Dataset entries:
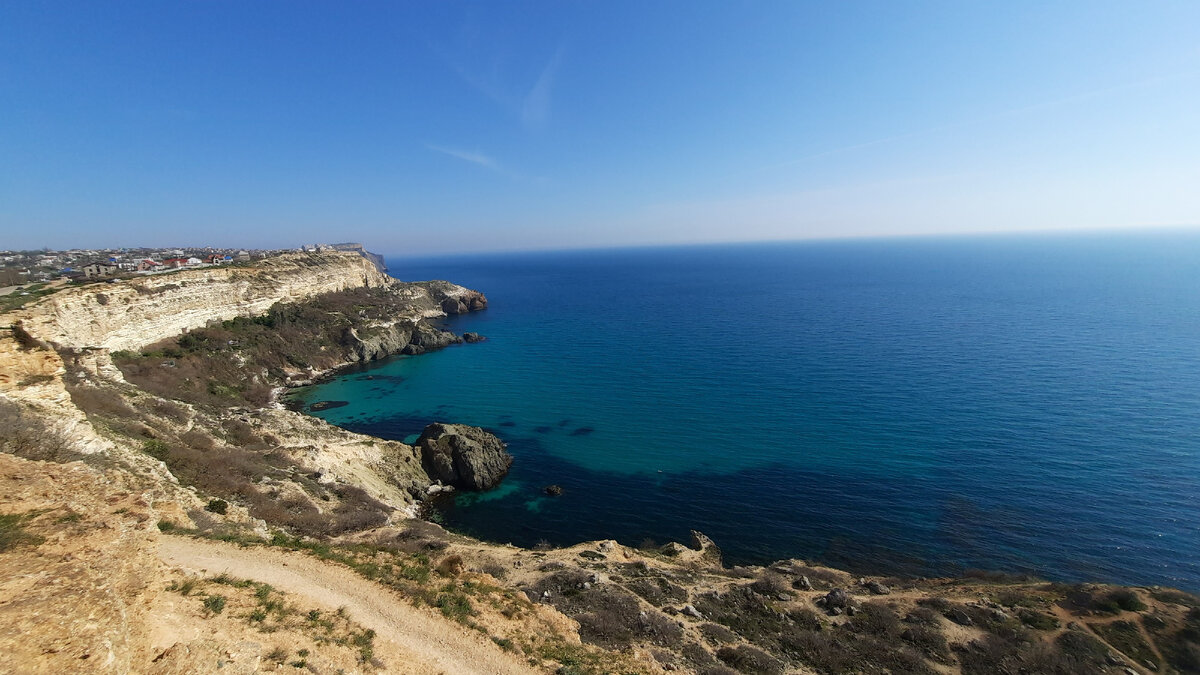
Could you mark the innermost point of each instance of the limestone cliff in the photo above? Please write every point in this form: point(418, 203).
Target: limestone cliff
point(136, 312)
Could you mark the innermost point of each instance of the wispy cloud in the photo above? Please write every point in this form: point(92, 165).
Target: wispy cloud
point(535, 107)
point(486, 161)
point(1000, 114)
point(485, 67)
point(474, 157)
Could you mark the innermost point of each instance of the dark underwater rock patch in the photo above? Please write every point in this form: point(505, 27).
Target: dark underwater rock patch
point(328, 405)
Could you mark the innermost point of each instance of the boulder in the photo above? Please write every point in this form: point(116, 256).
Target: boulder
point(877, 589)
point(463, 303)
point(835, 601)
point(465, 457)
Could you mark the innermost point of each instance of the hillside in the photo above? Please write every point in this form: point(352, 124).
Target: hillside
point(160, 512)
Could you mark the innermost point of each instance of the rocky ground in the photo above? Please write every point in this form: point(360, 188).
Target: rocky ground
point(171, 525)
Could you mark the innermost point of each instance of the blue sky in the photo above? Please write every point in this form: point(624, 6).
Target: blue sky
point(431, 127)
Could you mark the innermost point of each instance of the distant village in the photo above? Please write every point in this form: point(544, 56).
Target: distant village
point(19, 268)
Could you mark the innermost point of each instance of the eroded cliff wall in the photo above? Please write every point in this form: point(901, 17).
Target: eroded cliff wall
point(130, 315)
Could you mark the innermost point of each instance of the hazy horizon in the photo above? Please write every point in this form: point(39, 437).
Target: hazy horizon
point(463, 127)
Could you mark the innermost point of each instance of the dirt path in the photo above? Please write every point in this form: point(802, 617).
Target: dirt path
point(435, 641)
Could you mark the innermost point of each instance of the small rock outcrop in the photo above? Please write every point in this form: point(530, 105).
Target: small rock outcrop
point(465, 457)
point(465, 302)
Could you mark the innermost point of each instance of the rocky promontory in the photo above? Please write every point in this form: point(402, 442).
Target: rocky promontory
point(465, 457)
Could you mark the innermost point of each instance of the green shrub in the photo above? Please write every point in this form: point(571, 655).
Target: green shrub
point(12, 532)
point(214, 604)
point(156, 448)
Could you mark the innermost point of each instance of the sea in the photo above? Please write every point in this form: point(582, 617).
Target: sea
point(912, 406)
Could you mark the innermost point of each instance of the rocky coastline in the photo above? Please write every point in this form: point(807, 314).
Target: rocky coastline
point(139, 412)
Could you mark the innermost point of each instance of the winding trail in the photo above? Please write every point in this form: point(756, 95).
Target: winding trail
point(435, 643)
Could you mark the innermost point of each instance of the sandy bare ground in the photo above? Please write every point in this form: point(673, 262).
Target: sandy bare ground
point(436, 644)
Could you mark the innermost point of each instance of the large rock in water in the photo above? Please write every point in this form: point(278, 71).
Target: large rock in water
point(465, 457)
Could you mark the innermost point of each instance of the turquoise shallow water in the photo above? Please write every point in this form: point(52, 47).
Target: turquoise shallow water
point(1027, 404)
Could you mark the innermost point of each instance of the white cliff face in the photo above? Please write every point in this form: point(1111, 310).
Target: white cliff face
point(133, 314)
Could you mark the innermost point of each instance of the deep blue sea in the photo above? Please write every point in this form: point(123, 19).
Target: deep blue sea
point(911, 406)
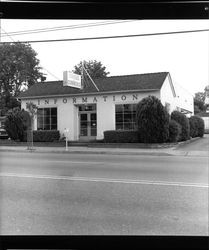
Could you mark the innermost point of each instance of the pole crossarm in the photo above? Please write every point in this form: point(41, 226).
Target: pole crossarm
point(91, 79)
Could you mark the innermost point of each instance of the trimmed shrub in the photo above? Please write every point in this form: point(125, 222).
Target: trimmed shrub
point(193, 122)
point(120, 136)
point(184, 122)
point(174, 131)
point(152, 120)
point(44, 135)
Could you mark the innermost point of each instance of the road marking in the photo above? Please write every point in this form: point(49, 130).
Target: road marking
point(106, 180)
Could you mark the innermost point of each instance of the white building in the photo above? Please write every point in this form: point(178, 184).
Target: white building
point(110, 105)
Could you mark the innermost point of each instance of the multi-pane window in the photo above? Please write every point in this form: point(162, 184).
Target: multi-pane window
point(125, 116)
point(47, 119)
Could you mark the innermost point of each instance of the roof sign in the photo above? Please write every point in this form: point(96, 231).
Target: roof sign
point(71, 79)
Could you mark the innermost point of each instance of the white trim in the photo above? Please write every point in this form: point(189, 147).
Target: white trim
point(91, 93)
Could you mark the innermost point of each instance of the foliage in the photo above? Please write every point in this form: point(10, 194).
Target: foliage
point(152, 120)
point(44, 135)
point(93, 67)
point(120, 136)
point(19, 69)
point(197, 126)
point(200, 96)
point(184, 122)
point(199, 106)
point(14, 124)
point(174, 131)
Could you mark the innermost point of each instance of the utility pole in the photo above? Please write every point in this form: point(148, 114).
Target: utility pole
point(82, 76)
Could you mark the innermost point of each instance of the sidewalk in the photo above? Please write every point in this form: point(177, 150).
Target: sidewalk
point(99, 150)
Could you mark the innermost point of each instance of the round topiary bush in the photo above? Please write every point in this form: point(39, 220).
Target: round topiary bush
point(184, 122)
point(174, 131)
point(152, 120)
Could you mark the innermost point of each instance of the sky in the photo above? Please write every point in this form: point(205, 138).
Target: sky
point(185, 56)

What this task involves:
All of the data is to be reproduced exactly, with the pictures left out.

Answer to the exercise:
Could you mark the innermost point of each instance of the limestone cliff in the photo above? Please write every point in this form: point(418, 203).
Target: limestone cliff
point(136, 312)
Could you mark the innermost point of each instance of the wispy cloud in the photo above? Please write every point in this form: point(92, 165).
Target: wispy cloud
point(535, 107)
point(486, 161)
point(1000, 114)
point(485, 67)
point(474, 157)
Could you mark the innermost point of each instance of the dark underwater rock patch in the photo above? Please write every point in this form: point(505, 27).
Target: dark underwater rock patch
point(328, 405)
Could you mark the innermost point of each instance of the boulder in the photo above? Please write every point in this form: point(116, 256).
Target: boulder
point(877, 589)
point(463, 303)
point(835, 601)
point(465, 457)
Could you mark the innermost point of each instance of the hillside in the photo above? Please write every point in this form: point(352, 124).
Target: hillside
point(160, 512)
Could you mark the innermost point of each instance of the rocky ground in the photo above? Please write every point in this form: point(360, 188).
Target: rocky ground
point(171, 525)
Could you mark the innermost point of each instance of the blue sky in the photo above? Please write every point in this form: point(624, 6).
Target: blue sky
point(431, 127)
Could you mark the innermost point of each instance of the distant village in the photo above? Please write every point in this form: point(544, 56).
Target: distant village
point(19, 268)
Could you mark the innermost point of each instance of the eroded cliff wall in the photo above? Please write every point in this form: point(901, 17).
Target: eroded cliff wall
point(130, 315)
Could you mark the innermost point of each instance of the hazy horizon in the photo above? Please write every point in this form: point(39, 437).
Target: hazy horizon
point(463, 127)
Could you mark the innermost point of each instance of the dirt path in the photo above? Please write every point in this form: point(802, 617).
Target: dirt path
point(435, 641)
Could you mark the innermost point of each instance of the small rock outcrop in the photo above? Please write every point in this form: point(530, 105).
Target: small rock outcrop
point(465, 457)
point(465, 302)
Could you mark the innermost point of each instance of the rocky promontory in the photo above? Please write every point in this form: point(402, 442).
Target: rocky promontory
point(465, 457)
Could you mark the innermost point of each instance of the green shrub in the photo above? Please write every point in this form: point(571, 655).
Target: green shrub
point(12, 532)
point(214, 604)
point(156, 448)
Could you mark the innermost point of each instance of the sea in the photo above? Please write every point in this form: point(582, 617).
Target: sea
point(912, 406)
Could you mark the innermost point of each instance of the rocky coastline in the photo above? Please write every point in this form: point(807, 314).
Target: rocky coastline
point(139, 412)
Could you mark the innermost point of each instance of the winding trail in the photo above? Please write every point in this form: point(756, 95).
Target: winding trail
point(435, 643)
Could you mark the innermost point of each instance of the sandy bare ground in the photo above? Please write every point in this form: point(673, 262).
Target: sandy bare ground
point(436, 644)
Could you mark the innermost point of each instance of the large rock in water in the photo above? Please write every point in this form: point(278, 71).
Target: large rock in water
point(465, 457)
Could you mark the innermost point of each instance of the turquoise shallow water in the photo above? Please write every point in this form: point(52, 47).
Target: turquoise shallow water
point(1027, 404)
Could you mark the innermost point of each instance of the white cliff face in the photo above? Please write every point in this form: point(1111, 310).
Target: white cliff face
point(133, 314)
Could you mark the innermost point of each instance of the deep blue sea in the photo above? Please write every point in this form: point(123, 19).
Target: deep blue sea
point(911, 406)
Could you mark the innermost point of each instance of the pole crossarm in the photo above? Please write every point in this form: point(41, 226).
Target: pole crossarm
point(91, 79)
Could you mark the innermost point of each instance of the trimmed shrub in the photo above? Please write every point in this form: point(125, 222).
Target: trimmed shrub
point(193, 122)
point(120, 136)
point(184, 122)
point(174, 131)
point(152, 120)
point(44, 135)
Could you mark the innermost point of each instance of the road marking in the photo above? Please write every point in this form: point(49, 130).
Target: road marking
point(106, 180)
Could you mark the innermost point of each instance of the white building in the photo above? Please write every point in this form: point(178, 184).
Target: white building
point(110, 105)
Could you mark the innermost point of each instance of the multi-pane window in the photo above? Please write every point in this form: point(162, 184).
Target: multi-pane window
point(125, 116)
point(47, 119)
Could you mark the innermost point of each instance of the roof sign in the photo above? Please write every point in this form: point(96, 231).
Target: roof sign
point(71, 79)
Could you mark the innermost point of each instance of the white trim in the photo above? Please write every point in this form: point(189, 147).
Target: white trim
point(91, 93)
Could you mark the innermost point of each instance of the foliage in the photo above? Please write every point in this form: point(10, 194).
Target: foliage
point(152, 120)
point(44, 135)
point(93, 67)
point(120, 136)
point(19, 69)
point(197, 126)
point(200, 96)
point(184, 122)
point(199, 106)
point(14, 124)
point(174, 131)
Could you mark the innermost point of each instance of the utility pole in the photo above? Please write every point in this form: point(148, 114).
Target: utility pole
point(82, 76)
Could you mark the innermost point of each instance of the sidewalk in the photo above? Please write every point in this form: point(177, 150).
Target: sidewalk
point(99, 150)
Could you mark the innermost point of each instance of the round topiary bush in the photo above? Please write every point in this form: point(39, 220).
Target: round topiary bush
point(184, 122)
point(174, 131)
point(152, 120)
Could you mark the innermost point of each instance of the sky in the photo above? Please write every point in this form: point(205, 138).
Target: sky
point(185, 56)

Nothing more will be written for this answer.